──────── Texto do exercício

Com a feição mais aproximada da que conhecemos hoje, o júri originou-se na Inglaterra, no período sucessivo ao Concílio de Latrão. Remonta entretanto, ao período áureo do direito romano com os seus judices juratis. Entre os gregos era formado dos diskatas e entre os germanos pelos centeni comites.
De início, revelava forte conotação mística e religiosa, tanto que era formado de doze jurados, número que corresponde ao dos doze apóstolos, seguidores do Cristo nos seus dias da Galiléia.
Chegado a Gália, logrou ser ali rapidamente adotado, uma vez que representou a forma de na época da revolução burguesa, ser manifestado o repúdio e aversão tributada à classe dos magistrados, historicamente vinculada à nobreza e artífice de toda sorte de arbitrariedades. Foi a época das práticas irracionais dos chamados "juízos de Deus" de que os combates judiciários, a imersão em água fervente, a aplicação do ferro em brasa foram algumas das mais bárbaras demonstrações. Da França, disseminou-se por todo o continente.
Data deste tempo, o direito de dizer, por parte de um Juiz togado, se o réu devia ou não ser submetido ao crivo do julgamento popular.
No Brasil, a instituição do júri data de 18 de junho de 1822 e se encarregava do julgamento dos crimes de imprensa. Em 1824, inserido na Constituição do Império, passou a integrar o Poder Judiciário. Pelo Código de Processo Criminal de 1832 e pela reforma de 1871, foi alterado em sua estrutura e competência. Mantido na Constituição de 1891 e nas sucessivas, até 1937, quando a Carta foi omissa sobre ele, razão que a fez vir a ser corrigida por um Decreto-Lei, o de nº 167 de 5 de janeiro de 1938, o qual delimitava a soberania dos veredictos.
No capítulo dos direitos e garantias individuais, sua soberania voltou a ser assegurada, seja na Constituição de 1946, como na de 1967.

────────────────

-- Comando 1 --
No texto sobre a história do júri, em que data o júri foi instituído no Brasil e de que crimes ele cuidava?
-- Comando 2 --
Prossiga o texto sobre a história do júri a partir da última frase apresentada.

──────── Material apresentado

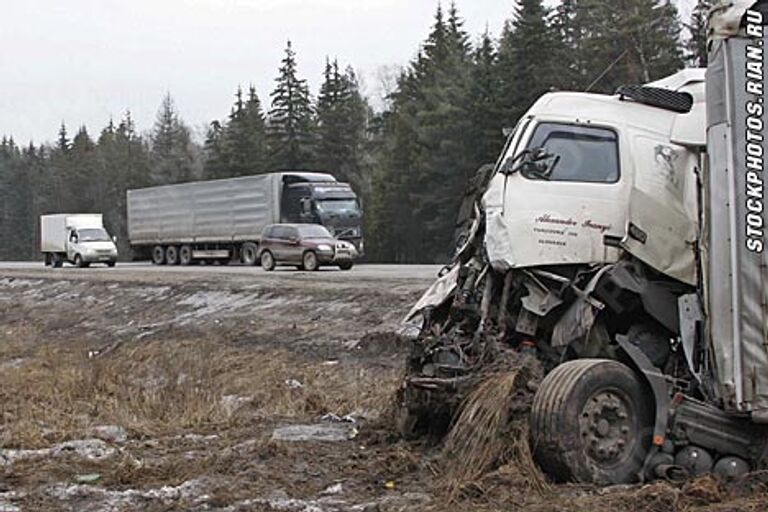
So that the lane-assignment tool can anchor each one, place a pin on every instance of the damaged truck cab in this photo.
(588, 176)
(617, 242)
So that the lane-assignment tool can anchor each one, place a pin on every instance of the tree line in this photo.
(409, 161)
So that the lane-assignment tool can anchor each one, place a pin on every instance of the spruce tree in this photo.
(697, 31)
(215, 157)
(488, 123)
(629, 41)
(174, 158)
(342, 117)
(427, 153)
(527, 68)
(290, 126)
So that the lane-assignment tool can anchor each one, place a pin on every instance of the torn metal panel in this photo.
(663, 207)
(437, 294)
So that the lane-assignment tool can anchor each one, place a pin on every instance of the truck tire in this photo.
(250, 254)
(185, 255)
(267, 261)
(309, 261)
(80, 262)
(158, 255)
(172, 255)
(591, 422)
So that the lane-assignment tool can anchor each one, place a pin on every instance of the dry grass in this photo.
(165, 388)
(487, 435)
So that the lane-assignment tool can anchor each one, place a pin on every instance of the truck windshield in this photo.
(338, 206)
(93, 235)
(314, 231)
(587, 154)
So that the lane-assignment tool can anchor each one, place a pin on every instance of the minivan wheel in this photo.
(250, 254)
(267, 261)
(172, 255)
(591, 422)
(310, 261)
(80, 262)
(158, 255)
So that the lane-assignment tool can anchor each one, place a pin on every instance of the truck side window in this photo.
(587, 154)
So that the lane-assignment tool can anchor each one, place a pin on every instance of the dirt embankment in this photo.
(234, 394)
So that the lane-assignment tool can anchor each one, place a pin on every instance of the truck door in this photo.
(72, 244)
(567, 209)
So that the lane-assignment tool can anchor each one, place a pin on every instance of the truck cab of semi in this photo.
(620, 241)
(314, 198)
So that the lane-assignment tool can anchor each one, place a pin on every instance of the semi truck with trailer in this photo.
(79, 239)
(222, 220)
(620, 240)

────────────────
──────── Material apresentado

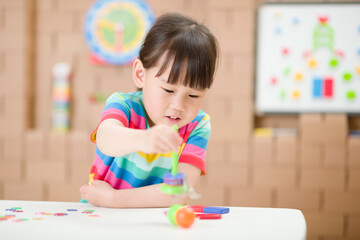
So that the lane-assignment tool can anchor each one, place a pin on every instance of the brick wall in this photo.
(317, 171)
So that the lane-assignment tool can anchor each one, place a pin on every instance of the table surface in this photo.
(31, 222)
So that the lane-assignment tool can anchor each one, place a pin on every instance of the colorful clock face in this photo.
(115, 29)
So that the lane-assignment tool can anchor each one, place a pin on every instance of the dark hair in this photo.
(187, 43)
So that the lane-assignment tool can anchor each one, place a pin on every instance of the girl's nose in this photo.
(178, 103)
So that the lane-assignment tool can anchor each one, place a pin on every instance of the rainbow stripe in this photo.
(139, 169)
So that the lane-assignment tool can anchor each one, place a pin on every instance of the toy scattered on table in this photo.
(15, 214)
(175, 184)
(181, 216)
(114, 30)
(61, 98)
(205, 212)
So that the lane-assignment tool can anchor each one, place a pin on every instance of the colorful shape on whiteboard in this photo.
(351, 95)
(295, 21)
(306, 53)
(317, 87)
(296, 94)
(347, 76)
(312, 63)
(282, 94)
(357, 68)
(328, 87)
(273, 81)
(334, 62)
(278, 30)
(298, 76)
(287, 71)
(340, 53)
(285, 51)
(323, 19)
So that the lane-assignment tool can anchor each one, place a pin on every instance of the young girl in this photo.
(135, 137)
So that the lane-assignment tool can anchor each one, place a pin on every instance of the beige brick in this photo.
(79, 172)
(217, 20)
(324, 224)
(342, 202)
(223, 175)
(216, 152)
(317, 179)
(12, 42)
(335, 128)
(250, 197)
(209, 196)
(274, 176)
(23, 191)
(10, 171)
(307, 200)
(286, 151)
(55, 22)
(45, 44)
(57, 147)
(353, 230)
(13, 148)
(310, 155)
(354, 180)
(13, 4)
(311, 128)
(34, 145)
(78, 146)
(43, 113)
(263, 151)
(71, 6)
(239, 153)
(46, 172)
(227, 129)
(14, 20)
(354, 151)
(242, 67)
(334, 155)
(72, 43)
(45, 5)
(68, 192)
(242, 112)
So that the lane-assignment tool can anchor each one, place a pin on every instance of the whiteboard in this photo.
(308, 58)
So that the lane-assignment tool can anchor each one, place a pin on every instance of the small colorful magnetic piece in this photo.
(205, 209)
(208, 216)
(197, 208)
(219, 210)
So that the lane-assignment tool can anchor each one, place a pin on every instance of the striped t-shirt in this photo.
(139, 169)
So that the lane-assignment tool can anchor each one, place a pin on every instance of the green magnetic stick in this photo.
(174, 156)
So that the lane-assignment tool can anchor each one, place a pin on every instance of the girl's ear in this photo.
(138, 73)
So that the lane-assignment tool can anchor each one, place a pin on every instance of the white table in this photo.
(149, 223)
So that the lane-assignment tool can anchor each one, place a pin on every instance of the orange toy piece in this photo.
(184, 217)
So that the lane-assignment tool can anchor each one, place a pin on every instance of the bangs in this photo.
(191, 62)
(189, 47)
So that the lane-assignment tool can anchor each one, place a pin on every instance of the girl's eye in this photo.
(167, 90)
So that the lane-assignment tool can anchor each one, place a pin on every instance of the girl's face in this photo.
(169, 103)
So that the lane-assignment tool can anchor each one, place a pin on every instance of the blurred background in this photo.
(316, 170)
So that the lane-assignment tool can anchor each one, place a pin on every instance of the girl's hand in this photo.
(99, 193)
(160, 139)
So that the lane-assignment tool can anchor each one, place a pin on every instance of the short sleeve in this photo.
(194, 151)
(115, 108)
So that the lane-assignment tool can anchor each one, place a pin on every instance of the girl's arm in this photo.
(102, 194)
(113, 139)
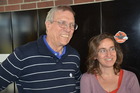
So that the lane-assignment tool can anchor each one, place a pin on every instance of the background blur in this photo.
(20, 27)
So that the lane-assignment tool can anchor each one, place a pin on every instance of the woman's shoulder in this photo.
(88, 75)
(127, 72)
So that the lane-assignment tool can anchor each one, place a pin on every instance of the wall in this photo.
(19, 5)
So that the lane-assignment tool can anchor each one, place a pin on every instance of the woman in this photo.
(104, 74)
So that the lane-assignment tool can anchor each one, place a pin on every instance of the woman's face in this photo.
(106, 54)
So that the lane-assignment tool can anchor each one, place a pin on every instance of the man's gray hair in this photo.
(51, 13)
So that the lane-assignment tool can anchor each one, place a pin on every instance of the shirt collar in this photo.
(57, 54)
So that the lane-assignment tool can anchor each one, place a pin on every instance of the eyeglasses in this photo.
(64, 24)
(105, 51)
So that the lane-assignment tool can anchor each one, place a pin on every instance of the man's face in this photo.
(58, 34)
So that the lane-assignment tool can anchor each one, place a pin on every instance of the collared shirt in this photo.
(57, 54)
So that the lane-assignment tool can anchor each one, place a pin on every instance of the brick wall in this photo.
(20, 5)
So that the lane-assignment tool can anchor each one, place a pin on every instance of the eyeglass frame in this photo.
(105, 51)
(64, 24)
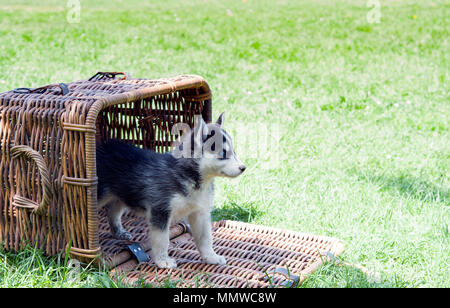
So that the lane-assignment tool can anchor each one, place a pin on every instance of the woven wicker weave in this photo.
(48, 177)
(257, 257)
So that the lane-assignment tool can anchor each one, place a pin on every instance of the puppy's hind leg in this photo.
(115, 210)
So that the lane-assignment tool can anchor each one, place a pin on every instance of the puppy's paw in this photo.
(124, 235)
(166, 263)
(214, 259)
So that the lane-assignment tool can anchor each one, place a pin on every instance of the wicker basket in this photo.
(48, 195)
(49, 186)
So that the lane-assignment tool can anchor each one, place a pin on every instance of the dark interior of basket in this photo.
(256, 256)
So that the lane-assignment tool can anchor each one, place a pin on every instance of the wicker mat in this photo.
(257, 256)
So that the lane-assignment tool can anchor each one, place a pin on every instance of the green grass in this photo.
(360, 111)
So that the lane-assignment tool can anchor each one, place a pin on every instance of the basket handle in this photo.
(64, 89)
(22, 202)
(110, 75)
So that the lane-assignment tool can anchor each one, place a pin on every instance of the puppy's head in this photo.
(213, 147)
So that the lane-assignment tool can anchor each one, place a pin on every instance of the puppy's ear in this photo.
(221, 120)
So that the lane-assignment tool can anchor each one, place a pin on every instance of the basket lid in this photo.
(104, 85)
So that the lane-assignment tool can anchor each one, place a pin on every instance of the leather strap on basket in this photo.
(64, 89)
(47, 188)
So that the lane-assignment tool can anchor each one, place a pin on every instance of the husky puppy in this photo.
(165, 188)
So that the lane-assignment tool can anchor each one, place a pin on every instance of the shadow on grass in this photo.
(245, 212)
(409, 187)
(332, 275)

────────────────
──────── Material apresentado

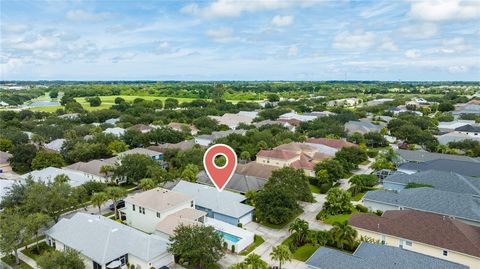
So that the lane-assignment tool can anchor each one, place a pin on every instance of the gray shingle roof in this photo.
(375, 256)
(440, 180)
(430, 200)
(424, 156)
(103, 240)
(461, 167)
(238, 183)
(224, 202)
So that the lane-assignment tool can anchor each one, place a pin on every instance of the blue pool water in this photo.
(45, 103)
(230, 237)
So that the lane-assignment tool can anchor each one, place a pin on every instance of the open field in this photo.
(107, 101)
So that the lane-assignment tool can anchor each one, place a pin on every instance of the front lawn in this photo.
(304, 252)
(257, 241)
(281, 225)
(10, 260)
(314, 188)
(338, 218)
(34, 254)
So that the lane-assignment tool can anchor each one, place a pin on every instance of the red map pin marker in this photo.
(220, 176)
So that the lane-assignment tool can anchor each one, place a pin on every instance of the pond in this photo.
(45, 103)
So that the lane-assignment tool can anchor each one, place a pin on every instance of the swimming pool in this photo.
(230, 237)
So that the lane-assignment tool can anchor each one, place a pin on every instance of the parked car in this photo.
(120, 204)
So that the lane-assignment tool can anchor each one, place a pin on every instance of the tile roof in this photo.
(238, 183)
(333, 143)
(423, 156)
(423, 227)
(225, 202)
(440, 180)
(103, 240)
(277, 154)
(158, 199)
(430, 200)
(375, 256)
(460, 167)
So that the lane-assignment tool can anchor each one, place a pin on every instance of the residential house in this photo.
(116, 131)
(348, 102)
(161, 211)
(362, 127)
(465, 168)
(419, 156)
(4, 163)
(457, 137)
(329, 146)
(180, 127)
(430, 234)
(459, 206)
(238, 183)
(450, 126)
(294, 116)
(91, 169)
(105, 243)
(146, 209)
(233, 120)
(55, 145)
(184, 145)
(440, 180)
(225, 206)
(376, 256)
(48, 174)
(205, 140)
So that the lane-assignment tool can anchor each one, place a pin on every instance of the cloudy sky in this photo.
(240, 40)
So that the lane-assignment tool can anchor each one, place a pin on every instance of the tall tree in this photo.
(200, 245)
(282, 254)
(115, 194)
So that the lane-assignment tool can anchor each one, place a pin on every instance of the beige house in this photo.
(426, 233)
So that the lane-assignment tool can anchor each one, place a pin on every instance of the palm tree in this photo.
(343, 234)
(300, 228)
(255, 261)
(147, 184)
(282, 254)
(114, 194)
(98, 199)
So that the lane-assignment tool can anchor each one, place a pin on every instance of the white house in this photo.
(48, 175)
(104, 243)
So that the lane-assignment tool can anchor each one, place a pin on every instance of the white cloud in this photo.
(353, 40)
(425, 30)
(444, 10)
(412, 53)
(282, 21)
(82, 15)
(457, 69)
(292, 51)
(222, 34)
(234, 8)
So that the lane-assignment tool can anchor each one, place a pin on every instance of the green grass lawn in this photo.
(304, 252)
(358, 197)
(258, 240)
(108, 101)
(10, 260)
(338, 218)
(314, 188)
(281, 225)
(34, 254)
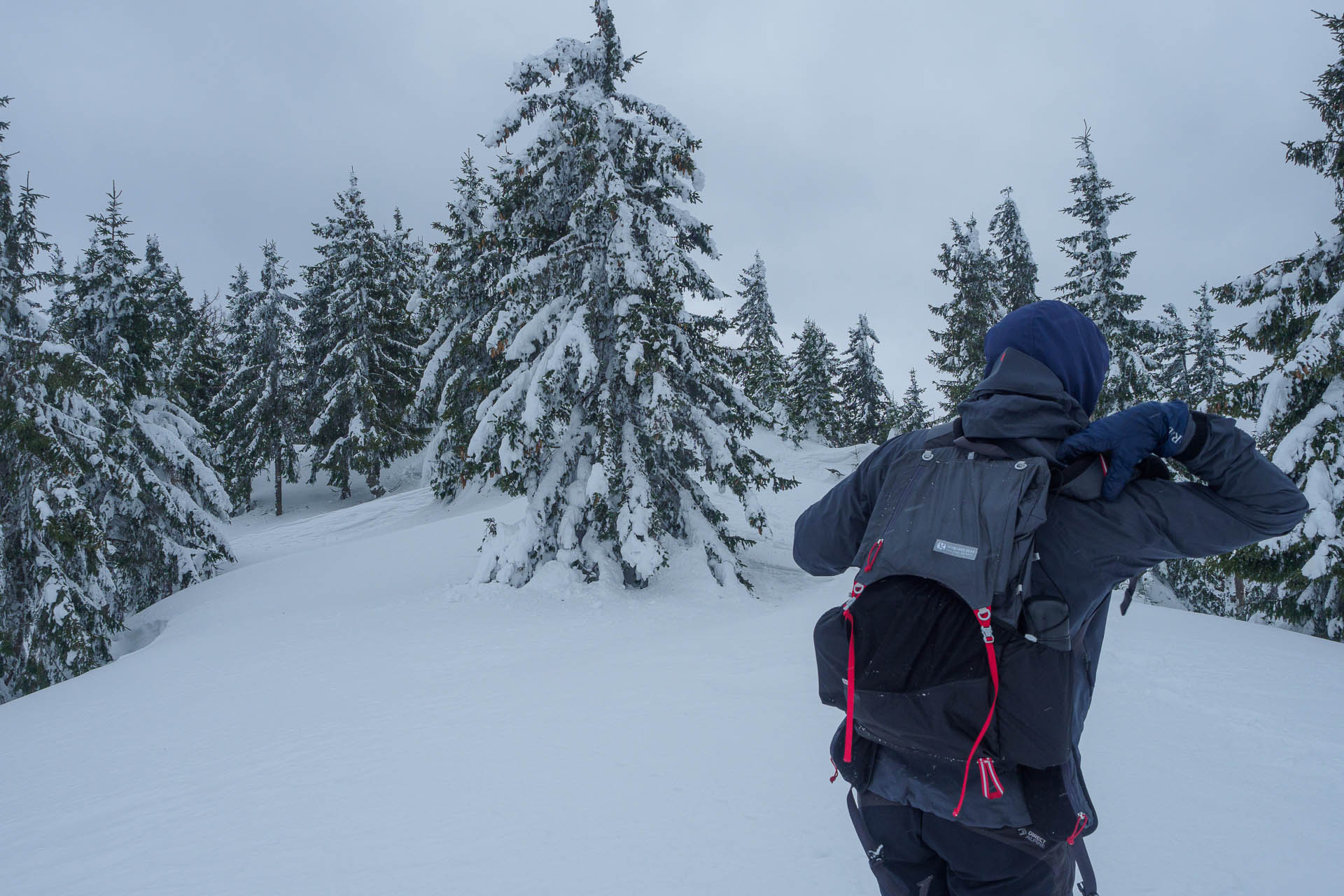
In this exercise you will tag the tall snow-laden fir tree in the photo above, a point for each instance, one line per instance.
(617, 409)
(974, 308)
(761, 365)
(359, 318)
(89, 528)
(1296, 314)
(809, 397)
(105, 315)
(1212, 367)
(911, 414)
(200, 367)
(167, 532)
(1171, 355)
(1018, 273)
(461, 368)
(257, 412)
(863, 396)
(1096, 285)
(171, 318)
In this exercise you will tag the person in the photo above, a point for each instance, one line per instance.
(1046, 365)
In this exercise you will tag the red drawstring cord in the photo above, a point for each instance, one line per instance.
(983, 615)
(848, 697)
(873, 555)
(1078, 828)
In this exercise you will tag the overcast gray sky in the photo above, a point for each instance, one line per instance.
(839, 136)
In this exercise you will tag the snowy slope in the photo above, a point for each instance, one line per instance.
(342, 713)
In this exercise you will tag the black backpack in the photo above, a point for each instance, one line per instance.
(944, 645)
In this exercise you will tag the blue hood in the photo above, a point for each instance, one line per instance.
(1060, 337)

────────────────

-- Resposta 1 --
Em 18 de junho de 1822, para julgar os crimes de imprensa.

-- Resposta 2 --
Consolidado na sua razão de ser, permaneceu, na Constituição de 1988, no título que assegura os nossos DIREITOS E GARANTIAS FUNDAMENTAIS - CAPÍTULO I - DOS DIREITOS E DEVERES INDIVIDUAIS E COLETIVOS; inciso XXXVIII - é reconhecida a instituição do júri, com a organização que lhe der a lei, assegurados: a) a plenitude de defesa; b) o sigilo das votações; c) a soberania dos veredictos; d) a competência para o julgamento dos crimes dolosos contra a vida.
A lei que organiza o júri, na verdade um decreto-lei de nº 3.689, datado de 03 de outubro de 1941, sofreu no decurso desse tempo algumas modificações. No entanto, não no que a ele se refere. Esse decreto é o Código de Processo Penal e estabelece como competência privativa do Tribunal do Júri, o julgamento dos crimes de homicídio, simples ou qualificado, o infanticídio, o aborto; na forma consumada, isto é, com a culminação do evento morte, ou apenas tentada. Por fim, a conduta tem que ter sido praticada de forma dolosa, isto é, quando há deliberação para sua prática, com o lançar mão ou valer-se de meio idôneo, utilizá-lo e colimar o intento, ou não o colimando que tenha sido independente da vontade do agente.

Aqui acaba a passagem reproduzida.